Region labeling entries
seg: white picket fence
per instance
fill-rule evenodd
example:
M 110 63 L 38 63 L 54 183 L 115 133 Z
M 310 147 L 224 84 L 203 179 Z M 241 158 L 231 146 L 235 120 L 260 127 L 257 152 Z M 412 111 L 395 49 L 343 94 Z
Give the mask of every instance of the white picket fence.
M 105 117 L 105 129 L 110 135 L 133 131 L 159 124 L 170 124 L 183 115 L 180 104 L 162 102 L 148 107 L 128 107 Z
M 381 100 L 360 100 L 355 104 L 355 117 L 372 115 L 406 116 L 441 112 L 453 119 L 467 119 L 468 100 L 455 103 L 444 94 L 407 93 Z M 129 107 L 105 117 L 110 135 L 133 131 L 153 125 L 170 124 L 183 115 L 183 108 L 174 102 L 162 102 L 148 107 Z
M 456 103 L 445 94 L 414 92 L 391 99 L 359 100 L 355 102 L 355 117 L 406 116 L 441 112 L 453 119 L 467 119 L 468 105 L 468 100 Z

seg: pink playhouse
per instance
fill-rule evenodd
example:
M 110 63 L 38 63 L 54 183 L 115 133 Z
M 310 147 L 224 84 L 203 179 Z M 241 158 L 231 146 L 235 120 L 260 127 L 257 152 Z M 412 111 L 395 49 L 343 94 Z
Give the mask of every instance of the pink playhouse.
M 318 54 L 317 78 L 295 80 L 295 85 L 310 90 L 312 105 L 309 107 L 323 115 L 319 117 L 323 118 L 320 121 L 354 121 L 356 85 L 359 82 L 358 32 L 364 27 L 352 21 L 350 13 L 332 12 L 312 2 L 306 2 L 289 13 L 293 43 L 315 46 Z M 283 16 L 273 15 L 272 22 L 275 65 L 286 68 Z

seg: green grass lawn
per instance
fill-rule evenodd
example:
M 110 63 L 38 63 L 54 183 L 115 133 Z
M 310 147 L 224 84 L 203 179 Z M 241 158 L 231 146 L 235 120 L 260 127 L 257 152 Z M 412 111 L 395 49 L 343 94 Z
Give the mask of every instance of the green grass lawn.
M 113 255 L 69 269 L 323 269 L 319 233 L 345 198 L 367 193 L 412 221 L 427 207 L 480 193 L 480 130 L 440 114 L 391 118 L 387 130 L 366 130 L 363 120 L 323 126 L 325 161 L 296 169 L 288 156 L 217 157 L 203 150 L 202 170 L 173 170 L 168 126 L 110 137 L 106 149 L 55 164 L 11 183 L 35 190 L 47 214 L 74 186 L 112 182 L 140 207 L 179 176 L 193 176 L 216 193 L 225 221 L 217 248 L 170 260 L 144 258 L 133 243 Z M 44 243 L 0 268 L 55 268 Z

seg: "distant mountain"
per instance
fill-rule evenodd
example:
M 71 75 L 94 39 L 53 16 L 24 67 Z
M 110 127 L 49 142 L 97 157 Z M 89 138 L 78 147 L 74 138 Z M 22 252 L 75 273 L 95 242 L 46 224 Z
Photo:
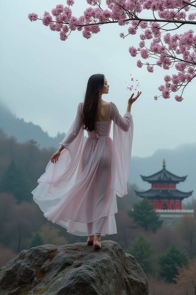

→ **SHORT TASK**:
Retype every line of the entries above without any changes, and leave the pictures out of your answer.

→ **FINISHED ANSWER**:
seg: white picket fence
per instance
fill-rule evenodd
example:
M 110 63 L 38 63 L 54 183 L 115 133 Z
M 310 147 L 224 84 L 203 179 Z M 241 158 L 231 146 L 235 120 L 260 127 L 257 152 Z M 412 111 L 395 49 L 343 94 Z
Give the mask of every instance of the white picket fence.
M 105 117 L 105 129 L 110 135 L 133 131 L 159 124 L 170 124 L 183 115 L 180 104 L 162 102 L 148 107 L 128 107 Z
M 381 100 L 360 100 L 355 104 L 355 117 L 372 115 L 406 116 L 441 112 L 453 119 L 467 119 L 468 100 L 455 103 L 444 94 L 407 93 Z M 129 107 L 105 117 L 110 135 L 133 131 L 153 125 L 170 124 L 183 115 L 183 108 L 174 102 L 162 102 L 148 107 Z
M 456 103 L 445 94 L 414 92 L 391 99 L 359 100 L 355 102 L 355 117 L 406 116 L 441 112 L 453 119 L 467 119 L 468 105 L 468 100 Z

seg: pink playhouse
per instance
fill-rule evenodd
example:
M 110 63 L 38 63 L 54 183 L 115 133 Z
M 310 147 L 224 84 L 203 179 Z M 241 158 L 231 146 L 235 120 L 260 127 L 257 152 Z M 412 111 L 395 49 L 343 94 Z
Give the mask of every instance of the pink playhouse.
M 318 54 L 317 78 L 295 80 L 295 85 L 310 90 L 312 105 L 309 107 L 323 115 L 319 117 L 323 118 L 320 121 L 354 121 L 356 85 L 359 82 L 358 32 L 364 27 L 352 21 L 350 13 L 332 12 L 312 2 L 306 2 L 289 13 L 293 43 L 315 46 Z M 283 16 L 273 15 L 272 22 L 275 65 L 286 68 Z

seg: green grass lawn
per instance
fill-rule evenodd
example:
M 110 63 L 38 63 L 54 183 L 115 133 Z
M 310 147 L 224 84 L 203 179 Z M 241 158 L 231 146 L 235 120 L 260 127 L 257 152 Z M 412 111 L 395 49 L 343 94 Z
Give the mask of every instance of the green grass lawn.
M 113 255 L 69 269 L 323 269 L 319 233 L 345 198 L 367 193 L 412 221 L 427 207 L 480 193 L 480 130 L 440 114 L 391 118 L 387 130 L 366 130 L 363 120 L 323 126 L 325 161 L 296 169 L 288 156 L 217 157 L 203 150 L 202 170 L 173 170 L 168 126 L 110 137 L 106 149 L 55 164 L 11 183 L 35 190 L 47 214 L 74 186 L 112 182 L 140 207 L 179 176 L 193 176 L 216 193 L 225 221 L 217 248 L 170 260 L 144 258 L 133 243 Z M 44 243 L 0 268 L 55 268 Z

seg: "distant mountain"
per instance
fill-rule evenodd
example:
M 71 75 L 94 39 L 53 16 L 24 67 Z
M 110 127 L 49 142 L 97 157 Z M 89 138 L 78 147 L 74 138 Z M 22 252 L 75 273 L 95 242 L 46 224 Z
Photo:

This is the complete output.